ИСХОДНЫЙ ТЕКСТ
::::

Вне рамок права Европейского Союза чаще можно встретить использование категорий «самоисполнимость»[421], «прямое действие», «прямое применение» норм международного права.[422]
Я. Броунли, рассматривая понятие «самоисполнимости», отмечает, что термин «самоисполнимые» может применяться для выражения того принципа определенной системы национального права, согласно которому некоторые нормы международного права не нуждаются в инкорпорации для придания им внутригосударственной силы. [423] Однако, в большинстве стран концепция «самоисполнимости» исходит из понятия «самоисполнимые нормы договора», под которыми, по мнению Л.П. Ануфриевой, понимаются нормы, которые, будучи соответствующим образом санкционироваными государством, предназначены для непосредственного регулирования внутригосударственных отношений.[424] «Несамоиспонимые нормы» требуют издания дополнительного акта национального законодательства.
Понятие «санкционированность государством» наполняется различным смыслом применительно к государствам разных правовых систем. Содержание термина «санкционированность» применительно к российской правовой системе достаточно четко раскрывается Т.Н. Нешатаевой. Она считает, что «для государства в лице его исполнительных органов (как правило, правительство или министерство иностранных дел) международный договор становится обязательным с момента подписания (здесь имеются в виду любые допустимые правом формы одобрения международного договора).

::::

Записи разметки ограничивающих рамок
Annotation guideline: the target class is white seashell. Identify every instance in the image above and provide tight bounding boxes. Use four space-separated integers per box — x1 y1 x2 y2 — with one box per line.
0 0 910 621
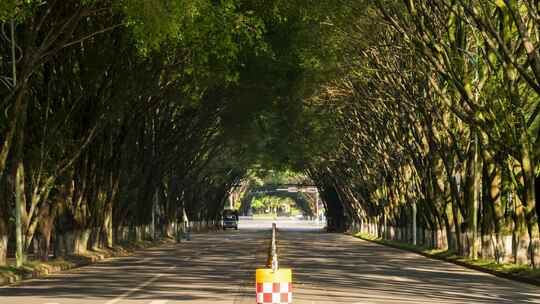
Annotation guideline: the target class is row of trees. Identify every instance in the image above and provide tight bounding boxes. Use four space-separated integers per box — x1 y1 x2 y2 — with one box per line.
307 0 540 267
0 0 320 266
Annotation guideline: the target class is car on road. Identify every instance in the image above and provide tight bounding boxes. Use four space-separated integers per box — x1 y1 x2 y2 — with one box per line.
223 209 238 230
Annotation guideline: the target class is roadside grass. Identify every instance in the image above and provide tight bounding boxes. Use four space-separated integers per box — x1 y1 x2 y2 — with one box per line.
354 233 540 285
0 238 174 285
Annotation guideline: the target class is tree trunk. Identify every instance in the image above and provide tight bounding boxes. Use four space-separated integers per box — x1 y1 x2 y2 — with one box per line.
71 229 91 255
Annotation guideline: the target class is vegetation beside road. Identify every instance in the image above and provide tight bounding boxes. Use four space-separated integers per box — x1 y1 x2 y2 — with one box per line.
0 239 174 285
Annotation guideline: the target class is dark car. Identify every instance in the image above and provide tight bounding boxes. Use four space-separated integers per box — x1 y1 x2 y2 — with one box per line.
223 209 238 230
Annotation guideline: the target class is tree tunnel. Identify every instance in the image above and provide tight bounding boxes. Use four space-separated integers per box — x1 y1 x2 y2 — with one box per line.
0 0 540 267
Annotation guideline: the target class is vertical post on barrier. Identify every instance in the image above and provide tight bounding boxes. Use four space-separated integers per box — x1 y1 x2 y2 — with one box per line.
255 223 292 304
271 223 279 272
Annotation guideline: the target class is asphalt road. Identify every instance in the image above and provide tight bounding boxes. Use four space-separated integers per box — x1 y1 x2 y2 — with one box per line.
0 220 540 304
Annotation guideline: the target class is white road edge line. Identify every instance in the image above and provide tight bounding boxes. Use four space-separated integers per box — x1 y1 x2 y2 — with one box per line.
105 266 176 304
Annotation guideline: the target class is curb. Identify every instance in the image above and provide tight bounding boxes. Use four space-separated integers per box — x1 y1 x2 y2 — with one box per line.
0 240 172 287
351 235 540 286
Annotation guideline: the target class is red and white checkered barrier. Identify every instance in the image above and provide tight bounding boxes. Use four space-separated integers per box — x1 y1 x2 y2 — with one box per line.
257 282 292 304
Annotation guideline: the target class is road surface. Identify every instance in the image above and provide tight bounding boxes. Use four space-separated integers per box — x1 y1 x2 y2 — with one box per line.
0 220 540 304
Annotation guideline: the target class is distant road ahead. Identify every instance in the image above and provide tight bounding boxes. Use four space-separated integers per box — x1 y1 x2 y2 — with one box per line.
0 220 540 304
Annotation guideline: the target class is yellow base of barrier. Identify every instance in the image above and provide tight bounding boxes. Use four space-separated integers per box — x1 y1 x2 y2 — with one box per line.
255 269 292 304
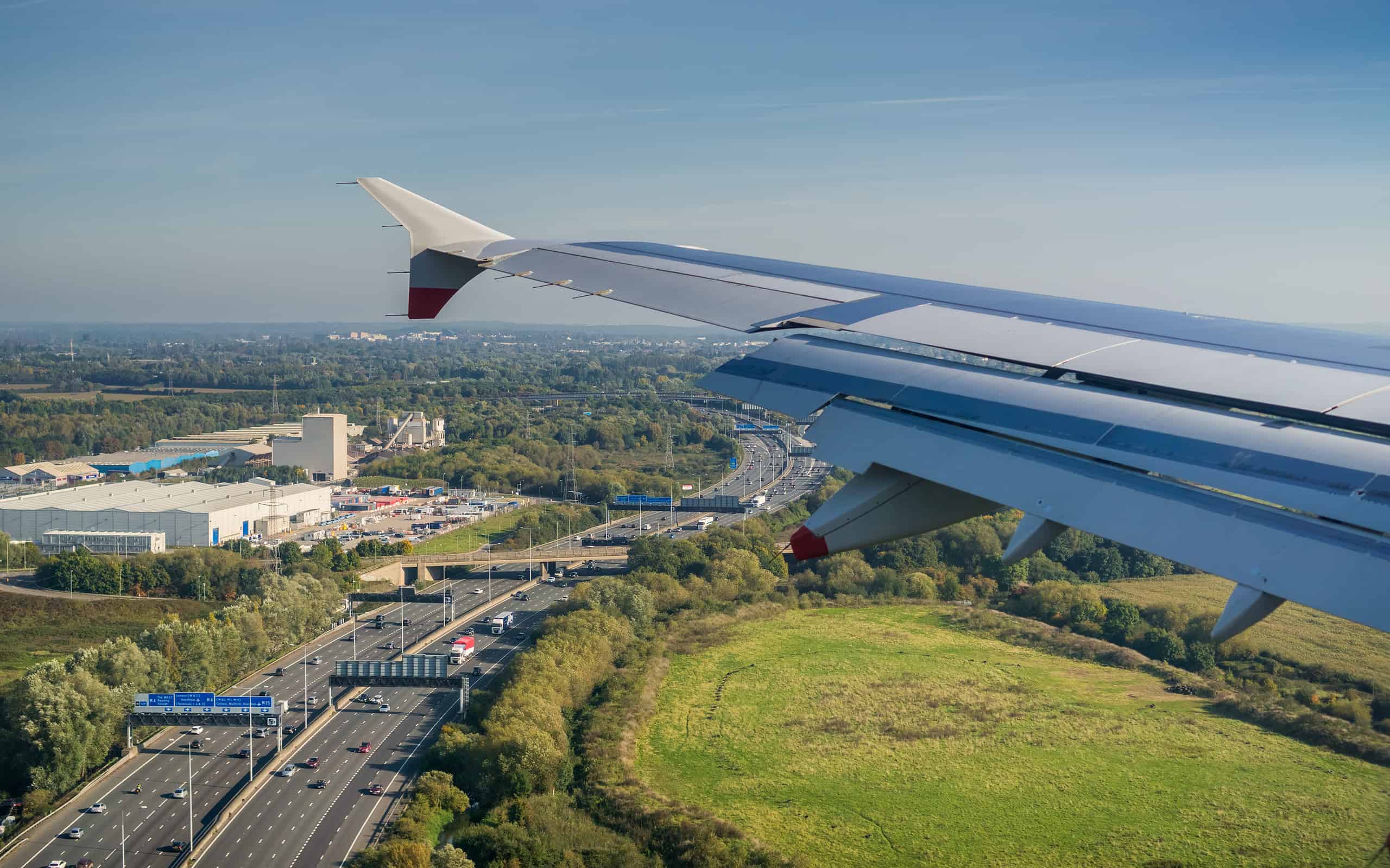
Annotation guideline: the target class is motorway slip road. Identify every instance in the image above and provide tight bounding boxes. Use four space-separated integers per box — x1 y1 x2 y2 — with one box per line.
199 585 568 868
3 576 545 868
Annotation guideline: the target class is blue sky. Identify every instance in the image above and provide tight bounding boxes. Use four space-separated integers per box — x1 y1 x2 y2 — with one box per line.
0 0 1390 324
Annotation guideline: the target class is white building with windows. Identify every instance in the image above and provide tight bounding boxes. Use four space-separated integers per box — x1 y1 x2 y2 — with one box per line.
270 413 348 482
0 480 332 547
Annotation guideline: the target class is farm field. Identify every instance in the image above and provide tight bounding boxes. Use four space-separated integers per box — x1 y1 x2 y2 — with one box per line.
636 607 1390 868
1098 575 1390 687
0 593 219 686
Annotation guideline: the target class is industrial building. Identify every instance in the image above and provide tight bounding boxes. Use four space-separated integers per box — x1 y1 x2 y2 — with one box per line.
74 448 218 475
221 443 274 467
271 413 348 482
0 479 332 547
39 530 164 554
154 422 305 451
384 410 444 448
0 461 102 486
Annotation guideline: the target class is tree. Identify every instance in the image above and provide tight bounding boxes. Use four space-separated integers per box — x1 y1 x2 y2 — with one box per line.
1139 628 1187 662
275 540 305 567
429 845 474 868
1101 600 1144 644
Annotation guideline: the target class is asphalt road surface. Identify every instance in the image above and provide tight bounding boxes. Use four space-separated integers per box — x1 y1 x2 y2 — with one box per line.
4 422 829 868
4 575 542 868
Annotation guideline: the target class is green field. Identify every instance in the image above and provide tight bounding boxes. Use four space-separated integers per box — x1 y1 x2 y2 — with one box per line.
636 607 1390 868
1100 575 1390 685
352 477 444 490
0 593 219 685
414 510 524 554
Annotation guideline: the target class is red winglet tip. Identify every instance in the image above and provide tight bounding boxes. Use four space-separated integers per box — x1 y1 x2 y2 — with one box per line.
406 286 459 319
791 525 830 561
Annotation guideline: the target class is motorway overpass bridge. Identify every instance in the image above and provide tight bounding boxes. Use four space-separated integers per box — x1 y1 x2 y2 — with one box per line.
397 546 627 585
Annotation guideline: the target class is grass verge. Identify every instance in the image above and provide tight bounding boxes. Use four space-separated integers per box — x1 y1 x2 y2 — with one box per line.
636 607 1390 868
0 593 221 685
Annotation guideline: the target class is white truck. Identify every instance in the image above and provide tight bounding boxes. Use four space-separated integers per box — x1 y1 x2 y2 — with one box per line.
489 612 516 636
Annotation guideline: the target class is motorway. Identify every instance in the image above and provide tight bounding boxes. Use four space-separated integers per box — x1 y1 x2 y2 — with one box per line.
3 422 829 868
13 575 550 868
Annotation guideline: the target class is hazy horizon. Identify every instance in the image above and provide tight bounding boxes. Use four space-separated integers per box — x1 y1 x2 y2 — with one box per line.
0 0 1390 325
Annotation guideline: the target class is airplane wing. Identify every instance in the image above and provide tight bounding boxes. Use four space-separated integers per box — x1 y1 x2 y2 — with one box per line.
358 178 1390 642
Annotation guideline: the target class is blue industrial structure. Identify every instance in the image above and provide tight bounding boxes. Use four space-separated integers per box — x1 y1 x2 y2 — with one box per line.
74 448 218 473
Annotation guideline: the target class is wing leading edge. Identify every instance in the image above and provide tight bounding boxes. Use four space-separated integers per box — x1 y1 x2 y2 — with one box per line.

::::

ЗАДАЧИ
• 1. Что, согласно исходному тексту, требуется для норм договора, которые не являются самоисполнимыми?
• 2. Замените «Annotation guideline» на «Labeling rule» в листинге на отрезке от его начала до строки с «0 239 174 285» включительно, оставив всё прочее без изменений. Выведите только этот отрезок, без изображений.

ОТВЕТЫ
• 1. Издание дополнительного акта национального законодательства.

• 2.
Labeling rule: the target class is white seashell. Identify every instance in the image above and provide tight bounding boxes. Use four space-separated integers per box — x1 y1 x2 y2 — with one box per line.
0 0 910 621
Labeling rule: the target class is row of trees. Identify every instance in the image above and provide tight bounding boxes. Use four space-separated integers per box — x1 y1 x2 y2 — with one box per line.
307 0 540 267
0 0 320 266
Labeling rule: the target class is car on road. Identify every instance in the image above and provide tight bounding boxes. Use four space-separated integers per box — x1 y1 x2 y2 — with one box per line.
223 209 238 230
Labeling rule: the target class is roadside grass. Identify every instance in the image above and provide tight bounding boxes. Use four space-separated integers per box — x1 y1 x2 y2 — with one box per line.
354 233 540 285
0 238 174 285
Labeling rule: the target class is tree trunk. Identify every instance in the image above and provide tight bounding boxes. Use four space-separated integers per box — x1 y1 x2 y2 — with one box per line.
71 229 91 255
Labeling rule: the target class is vegetation beside road. Identify every instance in the image above and provide tight bounding boxes. Use four space-separated integers per box — x1 y1 x2 y2 — with one box per line.
0 239 174 285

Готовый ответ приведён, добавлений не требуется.